## 読解文:

=-=-=

図3(a)のケースを参照してさらに具体的に説明すると、境界湿潤密度が2.10g/cm
3で設定され、
図4に示すように小密度範囲(2.10g/cm
3未満)に適用する第1補正係数A
1(0.506)と、大密度範囲(2.10g/cm
3以上)に適用する第1補正係数A
2(0.147)とは異なる値が採用され、小密度範囲に適用する第2補正係数B
1(0.755)と、大密度範囲に適用する第2補正係数B
2(1.000)とは異なる値が採用される。
【0032】
なおここまで説明したように密度補正式は、湿潤密度に応じて2種類のものを設定することもできるし、3種類以上の密度補正式を設定することもできる。あるいは、湿潤密度にかかわらず1種類の密度補正式を設定してもよい。また含水量補正式に関しても、含水量にかかわらず1種類の含水量補正式を設定することもできるし、含水量に応じて2種類以上の含水量補正式を設定してもよい。

=-=-=

## 課題 1:
本文によれば、湿潤密度にかかわらず設定してもよいとされる密度補正式は何種類ですか。
本文と以下の行は、それぞれ異なる出典に由来するものです。

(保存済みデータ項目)
=-=-=

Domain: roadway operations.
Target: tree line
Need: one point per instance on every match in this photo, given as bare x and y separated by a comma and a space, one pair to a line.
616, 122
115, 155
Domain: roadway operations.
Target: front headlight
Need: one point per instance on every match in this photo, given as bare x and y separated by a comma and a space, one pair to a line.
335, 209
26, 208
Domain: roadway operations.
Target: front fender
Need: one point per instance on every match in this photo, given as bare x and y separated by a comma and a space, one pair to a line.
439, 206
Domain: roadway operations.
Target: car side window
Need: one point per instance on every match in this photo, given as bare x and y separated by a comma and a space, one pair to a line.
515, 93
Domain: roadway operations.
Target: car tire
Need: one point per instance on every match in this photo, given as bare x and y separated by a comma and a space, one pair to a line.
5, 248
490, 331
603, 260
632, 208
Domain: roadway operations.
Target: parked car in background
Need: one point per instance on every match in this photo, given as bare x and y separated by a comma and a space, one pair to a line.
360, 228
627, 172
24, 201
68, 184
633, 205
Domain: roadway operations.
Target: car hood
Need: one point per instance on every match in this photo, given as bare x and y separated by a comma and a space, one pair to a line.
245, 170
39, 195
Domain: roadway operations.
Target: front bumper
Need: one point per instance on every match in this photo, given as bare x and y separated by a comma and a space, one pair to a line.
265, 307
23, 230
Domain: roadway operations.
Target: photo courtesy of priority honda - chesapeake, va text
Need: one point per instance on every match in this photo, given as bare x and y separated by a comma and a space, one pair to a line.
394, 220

=-=-=

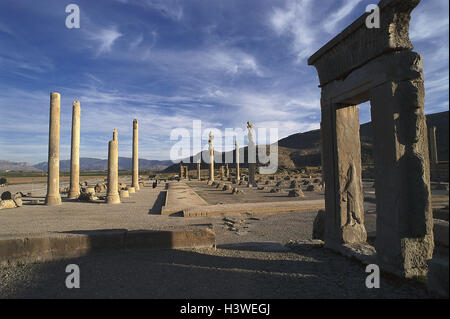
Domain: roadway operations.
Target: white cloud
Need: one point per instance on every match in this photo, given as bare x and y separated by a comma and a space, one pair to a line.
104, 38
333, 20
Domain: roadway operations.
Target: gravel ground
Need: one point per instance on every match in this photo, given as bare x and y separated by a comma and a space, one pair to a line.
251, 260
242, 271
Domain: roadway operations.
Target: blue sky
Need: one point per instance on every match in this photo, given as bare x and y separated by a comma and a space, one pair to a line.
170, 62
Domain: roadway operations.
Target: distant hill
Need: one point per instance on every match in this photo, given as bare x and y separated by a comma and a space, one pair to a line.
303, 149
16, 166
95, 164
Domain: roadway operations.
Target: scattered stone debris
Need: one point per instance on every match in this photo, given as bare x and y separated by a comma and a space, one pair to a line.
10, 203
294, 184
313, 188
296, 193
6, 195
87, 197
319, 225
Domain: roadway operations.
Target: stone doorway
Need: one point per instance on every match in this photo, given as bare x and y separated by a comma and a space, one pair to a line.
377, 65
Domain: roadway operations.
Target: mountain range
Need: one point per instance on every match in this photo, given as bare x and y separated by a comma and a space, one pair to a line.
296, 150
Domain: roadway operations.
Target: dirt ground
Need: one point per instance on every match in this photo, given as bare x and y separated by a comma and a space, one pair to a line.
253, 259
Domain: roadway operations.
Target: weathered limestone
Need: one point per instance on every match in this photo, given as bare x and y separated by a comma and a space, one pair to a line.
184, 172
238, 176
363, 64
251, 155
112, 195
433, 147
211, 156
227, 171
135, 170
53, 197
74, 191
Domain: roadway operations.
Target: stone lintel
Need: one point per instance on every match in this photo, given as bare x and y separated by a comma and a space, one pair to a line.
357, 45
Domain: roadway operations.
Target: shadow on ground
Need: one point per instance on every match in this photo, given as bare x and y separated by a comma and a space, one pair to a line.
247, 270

=-=-=

## 課題 2:
「front」という文字列を含む行をすべて書き写し、報告してください。

## 模範解答 1:
1種類です。

## 模範解答 2:
Target: front headlight
Target: front fender
Target: front bumper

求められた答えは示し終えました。